## Prompt
Write out exactly the lines below that run from the one containing "Query: vehicle tail light" through the one containing "drawn like (321,104).", both included, with no other lines.

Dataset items
---*---

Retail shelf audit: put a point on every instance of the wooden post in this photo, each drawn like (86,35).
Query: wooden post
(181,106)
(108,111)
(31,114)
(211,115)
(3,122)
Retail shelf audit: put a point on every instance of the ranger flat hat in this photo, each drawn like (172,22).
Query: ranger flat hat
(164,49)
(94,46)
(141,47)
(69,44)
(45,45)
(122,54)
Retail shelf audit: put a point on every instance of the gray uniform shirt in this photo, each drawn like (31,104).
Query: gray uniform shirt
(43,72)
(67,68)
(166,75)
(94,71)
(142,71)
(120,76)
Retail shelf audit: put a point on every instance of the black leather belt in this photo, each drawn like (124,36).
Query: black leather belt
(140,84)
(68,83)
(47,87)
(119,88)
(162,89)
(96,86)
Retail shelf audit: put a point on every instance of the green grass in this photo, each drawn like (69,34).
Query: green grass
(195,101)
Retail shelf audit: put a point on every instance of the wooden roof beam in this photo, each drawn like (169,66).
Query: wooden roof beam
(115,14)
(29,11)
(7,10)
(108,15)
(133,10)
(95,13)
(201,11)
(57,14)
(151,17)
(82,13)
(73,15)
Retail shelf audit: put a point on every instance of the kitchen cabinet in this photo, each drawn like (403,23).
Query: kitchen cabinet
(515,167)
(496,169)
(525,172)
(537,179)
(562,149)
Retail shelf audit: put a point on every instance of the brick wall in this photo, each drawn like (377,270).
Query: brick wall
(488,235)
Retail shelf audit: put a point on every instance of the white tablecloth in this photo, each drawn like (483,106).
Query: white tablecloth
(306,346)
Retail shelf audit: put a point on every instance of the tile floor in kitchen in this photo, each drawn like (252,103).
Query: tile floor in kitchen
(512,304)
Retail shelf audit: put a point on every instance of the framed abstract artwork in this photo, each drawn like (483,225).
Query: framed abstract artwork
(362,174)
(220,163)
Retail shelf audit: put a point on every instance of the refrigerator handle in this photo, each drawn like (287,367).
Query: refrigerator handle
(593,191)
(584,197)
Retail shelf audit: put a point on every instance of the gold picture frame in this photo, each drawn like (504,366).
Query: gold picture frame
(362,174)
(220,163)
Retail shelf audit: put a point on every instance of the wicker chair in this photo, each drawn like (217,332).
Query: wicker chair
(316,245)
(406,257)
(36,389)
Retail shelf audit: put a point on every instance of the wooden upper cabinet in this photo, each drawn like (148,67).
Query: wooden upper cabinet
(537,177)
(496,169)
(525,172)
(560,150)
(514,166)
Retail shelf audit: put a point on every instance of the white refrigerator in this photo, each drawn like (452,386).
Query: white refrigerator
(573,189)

---*---

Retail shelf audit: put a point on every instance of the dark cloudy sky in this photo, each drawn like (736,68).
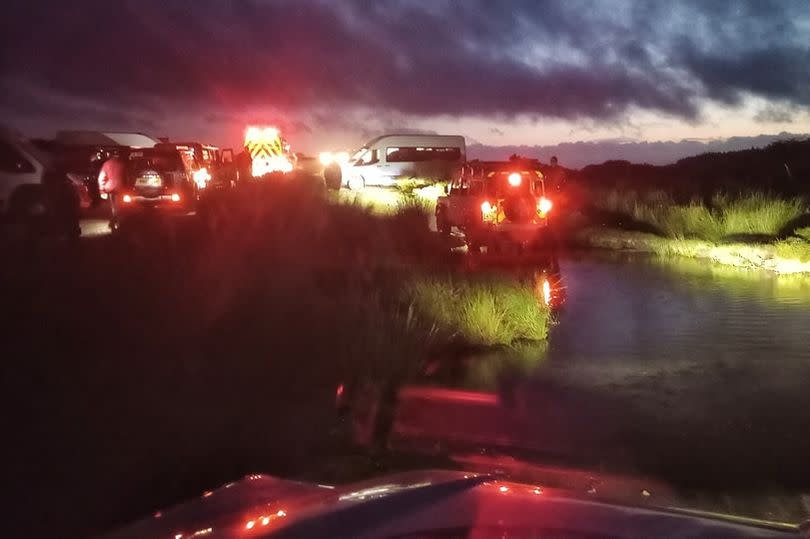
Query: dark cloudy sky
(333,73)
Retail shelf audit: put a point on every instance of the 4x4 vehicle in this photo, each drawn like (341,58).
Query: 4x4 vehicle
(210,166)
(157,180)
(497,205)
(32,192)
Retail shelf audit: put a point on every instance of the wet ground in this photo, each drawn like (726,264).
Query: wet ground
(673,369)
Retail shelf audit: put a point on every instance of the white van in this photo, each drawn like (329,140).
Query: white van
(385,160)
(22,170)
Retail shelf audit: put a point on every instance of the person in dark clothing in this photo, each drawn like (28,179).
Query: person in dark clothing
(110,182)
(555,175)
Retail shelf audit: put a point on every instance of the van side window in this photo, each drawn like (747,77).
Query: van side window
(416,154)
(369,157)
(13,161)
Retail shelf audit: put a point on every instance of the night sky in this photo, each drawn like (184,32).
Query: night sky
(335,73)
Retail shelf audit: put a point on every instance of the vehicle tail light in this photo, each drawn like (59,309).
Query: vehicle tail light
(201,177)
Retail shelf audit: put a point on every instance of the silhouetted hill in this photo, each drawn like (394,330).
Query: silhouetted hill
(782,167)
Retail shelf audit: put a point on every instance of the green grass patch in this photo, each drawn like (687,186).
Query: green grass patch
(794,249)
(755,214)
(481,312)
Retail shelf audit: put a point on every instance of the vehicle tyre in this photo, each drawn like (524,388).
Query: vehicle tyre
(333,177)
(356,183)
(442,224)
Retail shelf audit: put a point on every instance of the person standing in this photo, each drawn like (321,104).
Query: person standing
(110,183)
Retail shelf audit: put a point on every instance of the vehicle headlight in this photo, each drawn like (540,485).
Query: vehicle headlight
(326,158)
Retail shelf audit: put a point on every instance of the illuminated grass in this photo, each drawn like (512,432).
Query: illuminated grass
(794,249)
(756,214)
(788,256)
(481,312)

---*---

## Answer
Query: vehicle tail light
(201,177)
Retail shelf audit: put a point on every instance of the silhouetted hill in this photo, each drawn like (394,330).
Query: silhouetted hill
(782,167)
Retail shelf audit: put a point on every instance of the green grass patch in this photo, each drawn like (687,186).
Query: green grass patch
(794,249)
(755,214)
(481,312)
Retail shelf audit: put a point on every instance of the vehicle tyre in this photo, each drawn like (524,388).
Query: vehicle tyre
(333,177)
(356,183)
(442,224)
Retail shelf audit: put a point on every instance of the person standing in this photo, each drawn like (321,104).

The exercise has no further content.